- Extrait:

=====

À chaque fois que je termine un livre qui m'a profondément marqué, la même angoisse me saisit : je vais l'oublier. Et c'est vrai. Quelque soit l'intensité de ce que j'ai lu, je finis toujours, fatalement, par l'oublier. C'est-à-dire, les noms des personnages s'enfuient, puis l'histoire, et la moindre petite action, même marquante, et finalement jusqu'au style de l'auteur, et il ne finit par me rester que quelques petites images lointaines, déformées, voire complètement inventées.


Finalement, ce dont je me souviens le mieux, c'est comment je l'ai lu. Et je me souviens (une image lointaine, déformée) dans Du côté de chez Swann, de l'évocation de la lecture par la narrateur enfant. Il est sur son lit, dans sa chambre à la tapisserie vieillie (mais je l'invente sûrement), un rayon de soleil forme un rai de lumière qui traverse les pages du livre (ça, j'en suis presque certain), et en bas, les bruits de vaisselle de sa mère qui prépare le déjeuner (c'est un souvenir à moi, non?), et comment ses (mes?) pouces s'enfoncent dans les pages épaisses et spongieuses, où l'encre des lettres s'étale et fait des mouches (la moiteur des Hauts de Hurlevent, je me rappelle de cette sensation).


Donc, le roman dont je me souviens, c'est à moitié celui de Proust, et à moitié (ou peut-être bien en majorité) le miens. Et c'est la même chose avec tout ce qu'on lit et tout ce qu'on voit. Alors, je me pose une question : est-ce qu'on doit écrire de façon totalement indépendante de ce phénomène? Ou est-ce qu'il faut écrire en s'assurant que chaque chose est la racine d'un fantasme que le lecteur fera pousser dans une forêt de fantasmes, et que ce qu'il reste du roman, ce n'est que la terre? Ce n'est que sous la terre?

=====

- Entrées de la tâche:

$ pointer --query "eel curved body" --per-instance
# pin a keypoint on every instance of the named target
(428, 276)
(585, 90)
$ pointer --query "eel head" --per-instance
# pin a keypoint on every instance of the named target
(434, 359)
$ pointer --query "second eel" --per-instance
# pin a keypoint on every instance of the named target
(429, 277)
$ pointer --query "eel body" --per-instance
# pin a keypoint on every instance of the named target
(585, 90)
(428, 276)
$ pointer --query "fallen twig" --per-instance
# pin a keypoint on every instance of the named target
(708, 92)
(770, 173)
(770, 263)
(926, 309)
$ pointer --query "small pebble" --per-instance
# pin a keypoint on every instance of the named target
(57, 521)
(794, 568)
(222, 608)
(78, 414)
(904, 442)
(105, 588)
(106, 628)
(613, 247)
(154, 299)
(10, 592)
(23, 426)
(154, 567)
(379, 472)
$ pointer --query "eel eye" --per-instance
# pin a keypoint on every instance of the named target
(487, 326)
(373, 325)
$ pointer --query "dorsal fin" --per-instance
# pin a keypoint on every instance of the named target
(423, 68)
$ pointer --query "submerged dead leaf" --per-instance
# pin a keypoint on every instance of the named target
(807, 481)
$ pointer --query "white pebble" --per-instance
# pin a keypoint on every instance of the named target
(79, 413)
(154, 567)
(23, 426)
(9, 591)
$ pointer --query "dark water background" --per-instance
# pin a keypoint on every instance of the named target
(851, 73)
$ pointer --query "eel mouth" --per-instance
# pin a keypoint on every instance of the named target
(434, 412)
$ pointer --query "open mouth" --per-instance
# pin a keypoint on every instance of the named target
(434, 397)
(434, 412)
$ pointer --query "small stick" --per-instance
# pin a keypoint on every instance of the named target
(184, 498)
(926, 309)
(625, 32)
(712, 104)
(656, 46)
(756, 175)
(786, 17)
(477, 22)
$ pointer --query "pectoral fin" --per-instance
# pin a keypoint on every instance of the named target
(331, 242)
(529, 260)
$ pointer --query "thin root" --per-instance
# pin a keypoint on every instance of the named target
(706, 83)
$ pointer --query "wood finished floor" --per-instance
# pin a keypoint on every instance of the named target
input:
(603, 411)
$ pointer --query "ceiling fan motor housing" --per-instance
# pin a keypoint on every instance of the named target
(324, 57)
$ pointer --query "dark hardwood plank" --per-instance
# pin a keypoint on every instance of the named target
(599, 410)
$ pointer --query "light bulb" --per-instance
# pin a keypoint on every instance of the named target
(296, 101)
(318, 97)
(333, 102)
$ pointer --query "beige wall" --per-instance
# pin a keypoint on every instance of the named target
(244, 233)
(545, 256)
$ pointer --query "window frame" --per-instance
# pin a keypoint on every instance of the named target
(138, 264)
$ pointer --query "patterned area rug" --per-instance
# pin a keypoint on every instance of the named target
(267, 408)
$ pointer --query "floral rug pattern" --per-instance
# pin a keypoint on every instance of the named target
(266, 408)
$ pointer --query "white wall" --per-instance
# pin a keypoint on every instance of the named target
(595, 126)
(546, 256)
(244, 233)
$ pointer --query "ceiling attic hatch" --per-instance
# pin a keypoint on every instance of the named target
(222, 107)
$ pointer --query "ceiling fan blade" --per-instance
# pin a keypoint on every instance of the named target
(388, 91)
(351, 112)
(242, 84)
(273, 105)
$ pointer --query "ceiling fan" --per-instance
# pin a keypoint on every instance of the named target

=====

- À faire:
[1] Quelles lignes des entrées contiennent la chaîne « pebble » ? Relevez-les toutes, en tenant compte de la casse.
[2] Prolongez le texte sur l'oubli des livres qu'on a lus, en reprenant juste après sa dernière phrase.

- Réponses finales:
[1]
$ pointer --query "small pebble" --per-instance
$ pointer --query "white pebble" --per-instance

[2]
Ici, j'ai d'abord voulu écrire pour moi, sous le prétexte de l'écrire pour les autres, une paraphrase ou une espèce d'analyse commune et stupide de chaque moment de ce roman dont je veux me souvenir à jamais, et que je veux devenir une hantise pour moi. Mais j'aurais beau l'inscrire, le graver, en le relisant plus tard, je n'aurais qu'un sentiment très diffus de ce que j'ai voulu raconter, et je ne saurais pas combler les trous entre lesquels je me faufile pour m'accrocher désespérément au souvenir de ce livre.


Alors que là ! Là ! Je vous livre un souci qui ne me quittera jamais et que je n'arrive pas à avaler, que je n'arrive pas à me justifier, un souci que je n'arrive pas à changer en or (même si c'est ce que j'essaie de faire maintenant, parce que c'est plus fort que moi). Ça, cet oubli imperturbable, indestructible, lui, je ne l'oublie pas, lui, il existe de la racine à la cime, il est tentaculaire et assoiffé, et lui, on ne peut pas l'oublier.


Et tu me fais souffrir plus que jamais, maintenant que j'ai fini Les Frères Karamazov tu commences déjà lentement à me dévorer, et pour ce livre là, pour celui-là, non je ne te le pardonnerai jamais.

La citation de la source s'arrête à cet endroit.